練習問題:
1. この出場校紹介を3文で要約してもらえますか？
2. この出場校紹介の続きを、最後の文のあとから書き進めてもらえますか？

本文:
========================================

過去3回の出場はすべて初戦を突破しており、準優勝が1回、ベスト4が1回と好相性を誇る大垣日大。世間の声を吹き飛ばすような快進撃を見せたいところだ。

金光大阪は春夏通算4度目の出場。悲願の甲子園初勝利を狙う。

投手陣の柱は絶対的エースの古川だ。ストレートとスライダーで組み立てるオーソドックスなタイプの投手だが、金光大阪の投手らしい粘り強さを併せ持つ。同じ大阪の大阪桐蔭を抑え込むつもりで鍛え上げてきたため、全国の強豪にも臆するところはないだろう。春に向けて投球の幅をどれだけ広げられているかが楽しみだ。

打線は地味だが、こちらも粘り強さが持ち味。選抜出場のかかった近畿大会の準々決勝では夏の甲子園4強の近江を相手に6点のビハインドをひっくり返して選抜切符をつかみ取った。4番捕手の岸本は攻守の軸としてチームを支え、ここ一番の一本で勝負を決めてきた。3番岸本とともにバッテリーが打線でも軸だが、下位までしぶとい打者が並び、相手投手を苦しめることができる。

吉見(中日)、植松(ロッテ)、陽川(阪神)とのちにプロ入りしたスター選手を擁した過去3回と違い、今回は投打に目立った選手はいないが、チームのまとまりは過去最高クラス。初勝利からの一気の快進撃を見せたい。

和歌山東は県大会で昨夏優勝の智辯和歌山を下し、勢いに乗って近畿大会でも準優勝。昨秋の大会で最もサプライズを起こしたチームである。

エース麻田は軟投派の真骨頂とも言える投球で、昨秋は智辯和歌山・京都国際といった強豪校の打線をかわしていった。右サイドから手元で動く多彩な変化球を織り交ぜる投球は見た目以上に打ちにくい。経験豊富な左腕・山田も控えており、柔よく剛を制すスタイルで全国の強豪に勝負を挑む。

========================================

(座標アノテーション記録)
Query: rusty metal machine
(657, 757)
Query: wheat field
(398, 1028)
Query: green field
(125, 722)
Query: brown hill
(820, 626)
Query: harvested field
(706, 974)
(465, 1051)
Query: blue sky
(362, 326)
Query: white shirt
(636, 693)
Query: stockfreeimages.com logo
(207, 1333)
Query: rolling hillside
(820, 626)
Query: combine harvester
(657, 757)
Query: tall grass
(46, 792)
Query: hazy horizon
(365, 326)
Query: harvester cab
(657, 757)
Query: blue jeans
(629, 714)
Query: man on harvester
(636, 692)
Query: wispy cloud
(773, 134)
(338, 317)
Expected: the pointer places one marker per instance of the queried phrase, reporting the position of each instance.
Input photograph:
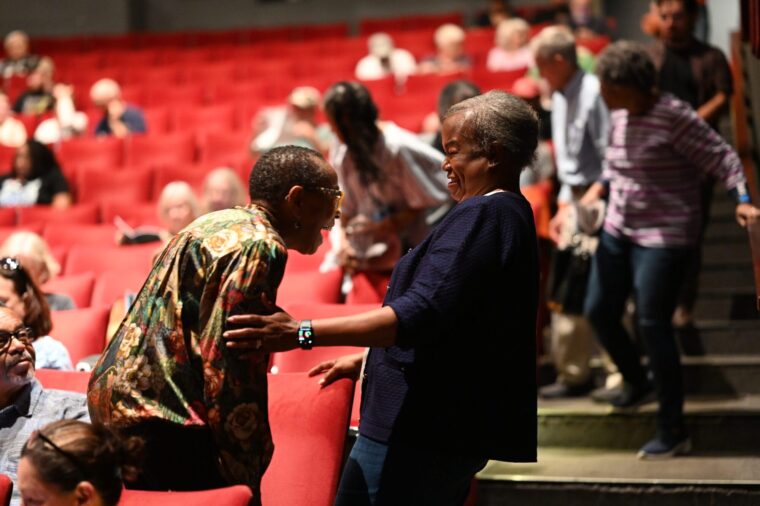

========================================

解答例:
1. 大垣日大は過去3回の出場すべてで初戦を突破し、準優勝1回、ベスト4が1回と好相性を誇る。春夏通算4度目の出場となる金光大阪は、エース古川と4番捕手の岸本を軸にした粘り強さが持ち味で、近畿大会準々決勝では近江を相手に6点のビハインドをひっくり返して選抜切符をつかみ、悲願の甲子園初勝利を狙う。和歌山東は県大会で智辯和歌山を下して近畿大会でも準優勝したチームで、軟投派のエース麻田と左腕・山田を擁し、柔よく剛を制すスタイルで全国の強豪に挑む。

2.
打線も投手陣と同様に派手さはないものの、智辯和歌山の速球派投手陣や京都国際の平野といった本格派投手を攻略。攻撃型2番森岡が秋の大会ではホームランを連発するなど、意外性の一言では片付けられない打順配置としたたかな攻撃が見られた。1,3塁をどう作るかを常に念頭に置きつつ、1番山田、4番此上という柱をうまく活かせるような攻撃を選抜で見せてくれるはずだ。

米原監督が「魂の野球」と表現する全員野球で快進撃を見せた昨秋。その戦いがフロックでないことを証明し、智辯和歌山・市立和歌山の和歌山2強に食い込んでいけるか。真価を問う戦いが始まる。

有田工は夏は2013年にエース古川(楽天)を擁して出場経験があるが、選抜は初出場。今回も守りの野球で旋風を狙う。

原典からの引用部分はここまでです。